Every day, more and more household items, from toothpaste to laundry detergent, are being locked up at major retailers like Target, Walmart, CVS, and Walgreens. This practice is leaving shoppers frustrated and impatient.
Now the practice has even hit Spam containers, which were once a low-cost meat product commonplace in many households and cultures.
In a viral video, Darby Young (@darbs93) is filming inside a CVS in New York City when she notices that boxes of Spam and Libby’s corned beef are locked inside of plastic containers twice the product’s size.
“They locked the Spam,” Young says in the video with a tone of surprise.
She grabs one of the boxes but is unable to open the mechanism on the container, instead needing an employee to unlock the item.
“Strange,” she adds at the end of the video.

+++

**Task objective**
Repeat the part of the locked-up Spam passage that opens with the words containing "In a viral video, Darby" and closes with "of the video.", substituting "clip" for "video" wherever it occurs.

**Recorded information**
+++

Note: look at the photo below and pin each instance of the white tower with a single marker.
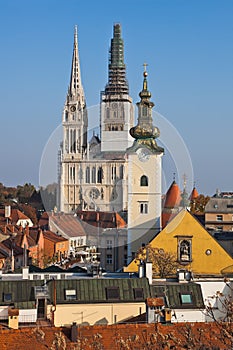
(144, 177)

+++

**Solution below**
In a viral clip, Darby Young (@darbs93) is filming inside a CVS in New York City when she notices that boxes of Spam and Libby’s corned beef are locked inside of plastic containers twice the product’s size.
“They locked the Spam,” Young says in the clip with a tone of surprise.
She grabs one of the boxes but is unable to open the mechanism on the container, instead needing an employee to unlock the item.
“Strange,” she adds at the end of the clip.